## WORK ORDER
Nothing in the records should change; write them all out exactly.

[[ SOURCE MATERIAL open ]]

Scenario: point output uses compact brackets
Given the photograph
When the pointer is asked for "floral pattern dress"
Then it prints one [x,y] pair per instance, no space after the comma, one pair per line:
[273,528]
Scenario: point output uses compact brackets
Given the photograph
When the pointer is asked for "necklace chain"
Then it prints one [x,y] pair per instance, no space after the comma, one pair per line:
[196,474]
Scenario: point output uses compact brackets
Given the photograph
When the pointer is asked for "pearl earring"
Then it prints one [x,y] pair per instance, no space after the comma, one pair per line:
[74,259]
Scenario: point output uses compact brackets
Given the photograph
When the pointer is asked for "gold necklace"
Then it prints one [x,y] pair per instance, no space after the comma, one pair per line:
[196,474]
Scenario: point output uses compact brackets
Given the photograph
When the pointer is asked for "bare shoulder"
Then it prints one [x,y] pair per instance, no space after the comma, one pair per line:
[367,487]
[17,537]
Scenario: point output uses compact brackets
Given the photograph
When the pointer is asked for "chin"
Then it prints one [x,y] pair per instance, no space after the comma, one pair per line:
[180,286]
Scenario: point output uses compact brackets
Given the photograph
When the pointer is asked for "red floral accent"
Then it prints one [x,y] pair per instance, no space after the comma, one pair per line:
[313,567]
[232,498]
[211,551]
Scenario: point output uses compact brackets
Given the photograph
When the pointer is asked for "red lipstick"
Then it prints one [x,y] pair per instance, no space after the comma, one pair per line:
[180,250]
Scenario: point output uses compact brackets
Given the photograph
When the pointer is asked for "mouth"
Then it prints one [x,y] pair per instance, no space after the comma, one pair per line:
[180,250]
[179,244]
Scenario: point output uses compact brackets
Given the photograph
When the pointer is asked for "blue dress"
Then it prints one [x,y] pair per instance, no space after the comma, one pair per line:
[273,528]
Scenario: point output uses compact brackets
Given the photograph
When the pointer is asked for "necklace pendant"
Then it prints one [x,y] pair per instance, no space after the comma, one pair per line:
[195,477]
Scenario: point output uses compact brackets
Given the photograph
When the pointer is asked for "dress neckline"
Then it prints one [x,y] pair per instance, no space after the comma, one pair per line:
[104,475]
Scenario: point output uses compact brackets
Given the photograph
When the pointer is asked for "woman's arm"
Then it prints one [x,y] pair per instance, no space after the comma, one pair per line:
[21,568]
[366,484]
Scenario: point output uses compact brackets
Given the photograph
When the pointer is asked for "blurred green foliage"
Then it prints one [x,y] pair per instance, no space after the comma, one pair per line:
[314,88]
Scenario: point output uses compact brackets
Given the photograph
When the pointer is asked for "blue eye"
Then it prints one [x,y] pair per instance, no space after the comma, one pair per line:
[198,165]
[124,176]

[[ SOURCE MATERIAL closed ]]

## ANSWER BOX
Scenario: point output uses compact brackets
Given the photograph
When the pointer is asked for "floral pattern dress"
Then it prints one [x,y] pair per instance, no space after the comma, one pair per line:
[273,528]
Scenario: point output uses compact brackets
Given the photograph
When the pointer is asked for "necklace chain"
Then it prints one [x,y] pair per instance, no space after the comma, one pair per line:
[196,474]
Scenario: point output uses compact brackets
Given the photograph
When the pointer is asked for "pearl earring"
Then it prints one [x,y] pair per instance, no space after the comma, one pair per line:
[74,259]
Scenario: point output uses compact brackets
Given the photograph
When the pointer is asked for "gold necklace"
Then it prints one [x,y] pair per instance, no space after the comma, one pair per line:
[196,474]
Scenario: point output uses compact brackets
Given the photograph
When the pointer is asked for "bare shoulder"
Then it prints one [x,y] pair per instance, no space after the comma, one pair per line:
[367,487]
[17,537]
Scenario: point output uses compact brackets
Given the photograph
When the pointer is asked for "chin"
Then it prints one [x,y] pair per instance, no space after the comma, one pair per line:
[180,286]
Scenario: point output uses compact brackets
Given the photograph
When the pointer is asked for "red floral accent"
Then it prints one [x,y] pair per instance, no space after the comma, one pair per line:
[313,567]
[232,498]
[211,551]
Scenario: point output uses compact brackets
Given the photograph
When the pointer is asked for "red lipstick"
Then it prints one [x,y] pair per instance, no space after the comma, one pair per line:
[180,250]
Scenario: point output uses compact brackets
Given the photograph
When the pointer is asked for "mouth"
Then it prints one [x,y] pair per instance, no space after the comma, one pair per line:
[180,250]
[179,244]
Scenario: point output uses compact brackets
Given the photograph
When the pointer is asked for "blue dress"
Then it prints one [x,y] pair per instance, no space after the comma, one pair per line:
[273,528]
Scenario: point output uses compact brackets
Given the photograph
When the pointer is asked for "necklace pendant"
Then it prints one [x,y] pair per instance, no space after the comma, one pair per line:
[195,477]
Scenario: point output uses compact brackets
Given the photograph
When the pointer is asked for "dress neckline"
Then it prints one [x,y] pair per instance, no space after the comma, one pair per line:
[104,475]
Scenario: point output uses compact brackets
Given the photograph
When the pointer is asked for "woman's arm"
Then it prints one [x,y] pair per instance, no space after the comma, one pair per line:
[21,568]
[366,484]
Scenario: point output uses compact brackets
Given the photograph
When the pointer is asked for "blurred green foliage"
Then it prints one [x,y] pair per instance, no space after the comma, one pair per line:
[314,88]
Scenario: point output uses compact brackets
Given the photograph
When the pointer is asked for "blue eye"
Then it prints one [x,y] pair per instance, no space after the comma, one pair per line:
[198,165]
[124,176]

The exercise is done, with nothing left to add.